What needs to be done — Reproduce all of the data below word for word, leaving out any pictures.

Dataset excerpt —
-- BEGIN --
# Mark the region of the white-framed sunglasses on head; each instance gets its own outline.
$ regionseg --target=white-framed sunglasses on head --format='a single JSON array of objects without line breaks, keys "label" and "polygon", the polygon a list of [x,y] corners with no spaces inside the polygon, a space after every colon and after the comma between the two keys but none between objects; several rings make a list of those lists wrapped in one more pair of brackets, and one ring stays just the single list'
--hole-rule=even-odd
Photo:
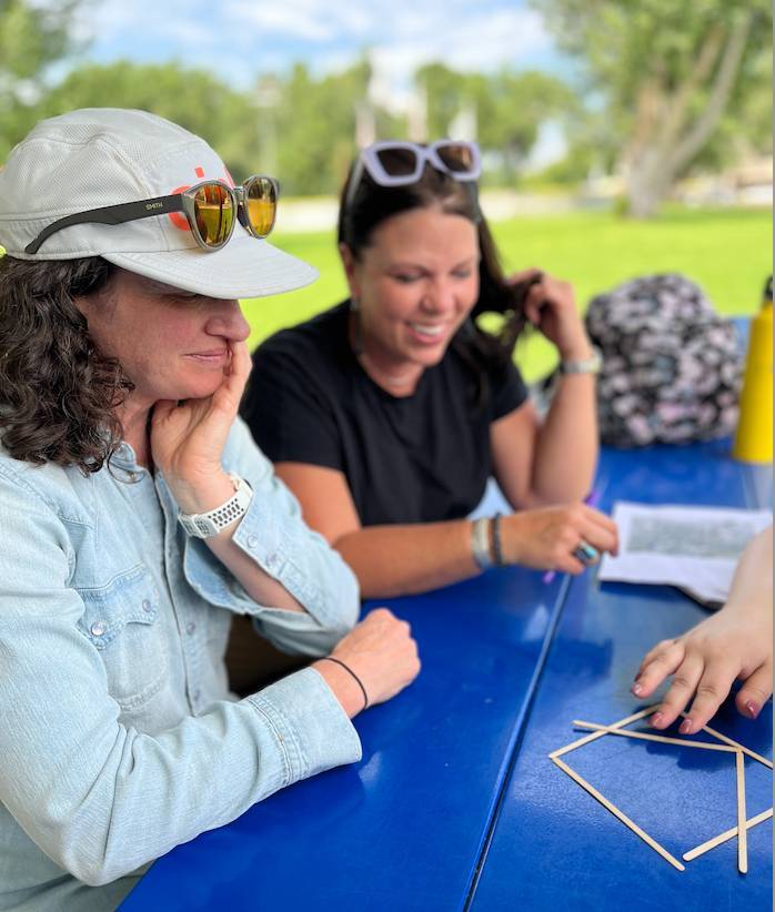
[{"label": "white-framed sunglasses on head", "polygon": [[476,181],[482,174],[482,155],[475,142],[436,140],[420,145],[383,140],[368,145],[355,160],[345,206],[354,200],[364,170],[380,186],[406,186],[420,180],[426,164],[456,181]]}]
-- END --
Complete answer —
# Mark the region of the white-framed sunglasses on head; each instance gets its own outline.
$ regionseg --target=white-framed sunglasses on head --format='a single JSON array of objects without line breaks, keys "label" and "polygon", the polygon a list of [x,y] corners with no spaces inside the polygon, a space after every colon and after the comma between the two keys but none between objects; several rings make a list of those lists wrapped in one more pair of brackets, and one ring stays just the single list'
--hole-rule=even-odd
Photo:
[{"label": "white-framed sunglasses on head", "polygon": [[476,181],[482,174],[482,155],[475,142],[436,140],[420,145],[383,140],[368,145],[355,160],[345,206],[354,200],[364,170],[380,186],[406,186],[420,180],[426,164],[456,181]]}]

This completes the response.